▶ Your goal
Print the records below exactly, starting at the first line and stopping after the line that contains "box: [680, 133, 758, 402]". Leave out any pictures.

-- Given data follows --

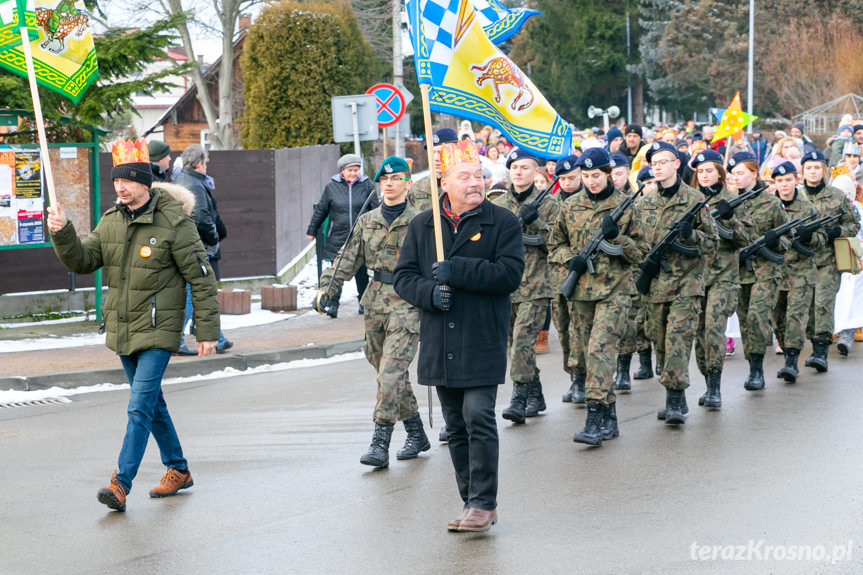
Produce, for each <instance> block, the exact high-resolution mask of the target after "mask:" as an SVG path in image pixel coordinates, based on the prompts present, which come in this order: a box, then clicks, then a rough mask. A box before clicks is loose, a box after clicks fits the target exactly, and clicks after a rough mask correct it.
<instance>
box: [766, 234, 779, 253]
mask: <svg viewBox="0 0 863 575" xmlns="http://www.w3.org/2000/svg"><path fill="white" fill-rule="evenodd" d="M764 245H765V246H767V247H768V248H770V249H771V250H772V249H776V248H777V247H779V236H778V235H776V232H774V231H773V230H767V231H766V232H764Z"/></svg>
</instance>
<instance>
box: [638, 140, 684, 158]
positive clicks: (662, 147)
mask: <svg viewBox="0 0 863 575" xmlns="http://www.w3.org/2000/svg"><path fill="white" fill-rule="evenodd" d="M662 151H665V152H671V153H672V154H674V157H675V158H677V159H678V160H679V159H680V155H679V154H678V153H677V148H676V147H674V146H672V145H671V144H669V143H668V142H663V141H661V140H660V141H659V142H653V143H652V144H650V147H649V148H648V149H647V152H646V153H645V154H644V157H645V159H646V160H647V162H648V163H650V158H652V157H653V154H655V153H657V152H662Z"/></svg>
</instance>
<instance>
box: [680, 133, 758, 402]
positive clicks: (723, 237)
mask: <svg viewBox="0 0 863 575" xmlns="http://www.w3.org/2000/svg"><path fill="white" fill-rule="evenodd" d="M723 163H724V159H723V157H722V154H720V153H719V152H716V151H714V150H704V151H703V152H699V153H698V154H696V155H695V158H693V160H692V168H693V169H694V170H695V177H694V178H693V179H692V187H694V188H697V189H698V191H700V192H701V193H702V194H705V195H707V196H710V202H709V203H708V206H710V209H711V210H712V212H713V215H714V216H715V221H716V223H717V230H718V231H720V227H719V226H722V228H721V231H722V232H723V233H722V234H720V237H719V241H718V243H717V245H716V249H715V250H714V251H713V252H712V253H711V254H709V256H708V258H707V262H706V266H705V268H706V271H705V280H704V298H703V299H702V301H701V313H700V314H699V316H698V331H697V333H696V338H695V360H696V363H697V364H698V370H699V371H700V372H701V375H703V376H704V378H705V381H706V383H707V391H705V392H704V395H702V396H701V397H700V398H699V399H698V405H703V406H705V407H713V408H719V407H722V394H721V392H720V387H721V380H722V366H723V364H724V363H725V326H726V325H727V324H728V318H729V317H730V316H731V315H733V314H734V310H735V309H736V308H737V292H738V291H739V290H740V261H739V254H740V248H743V247H746V246H748V245H749V227H750V226H751V223H750V221H749V218H748V217H747V216H746V215H744V213H743V210H742V209H741V210H737V211H735V210H734V209H733V208H732V207H731V206H730V205H729V203H728V202H729V200H733V199H734V194H732V193H731V192H729V191H728V188H726V187H725V167H724V166H723ZM738 207H740V206H738ZM723 234H724V235H723ZM729 235H730V237H728V236H729Z"/></svg>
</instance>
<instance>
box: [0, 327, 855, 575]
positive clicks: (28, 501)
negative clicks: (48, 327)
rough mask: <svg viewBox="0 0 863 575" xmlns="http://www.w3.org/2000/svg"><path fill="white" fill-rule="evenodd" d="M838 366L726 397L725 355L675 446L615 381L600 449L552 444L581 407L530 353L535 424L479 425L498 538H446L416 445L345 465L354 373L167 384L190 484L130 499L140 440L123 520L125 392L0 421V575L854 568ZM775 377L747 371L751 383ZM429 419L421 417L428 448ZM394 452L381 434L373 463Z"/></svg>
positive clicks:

-- Given data concluded --

▶ Exercise response
Produce, for each <instance> block, the exact high-resolution mask of the target after "mask:" as an SVG path in image pixel coordinates, based on the prompts present, which come in this order: a box, then clicks, then a rough mask. A box before clicks is loose, a box after clicks fits the target exactly, and clicks after a rough mask correct it.
<instance>
box: [766, 234, 779, 253]
mask: <svg viewBox="0 0 863 575" xmlns="http://www.w3.org/2000/svg"><path fill="white" fill-rule="evenodd" d="M764 245H765V246H767V247H768V248H770V249H771V250H772V249H776V248H777V247H779V236H778V235H776V232H774V231H773V230H767V231H766V232H764Z"/></svg>
</instance>
<instance>
box: [638, 140, 684, 158]
positive clicks: (662, 147)
mask: <svg viewBox="0 0 863 575" xmlns="http://www.w3.org/2000/svg"><path fill="white" fill-rule="evenodd" d="M662 151H665V152H671V153H672V154H674V157H675V158H677V159H678V160H679V159H680V155H679V154H678V153H677V148H676V147H674V146H672V145H671V144H669V143H668V142H663V141H661V140H660V141H659V142H653V143H652V144H650V147H649V148H648V149H647V152H646V153H645V154H644V157H645V159H646V160H647V162H648V163H650V158H652V157H653V154H655V153H657V152H662Z"/></svg>
</instance>
<instance>
box: [680, 133, 758, 402]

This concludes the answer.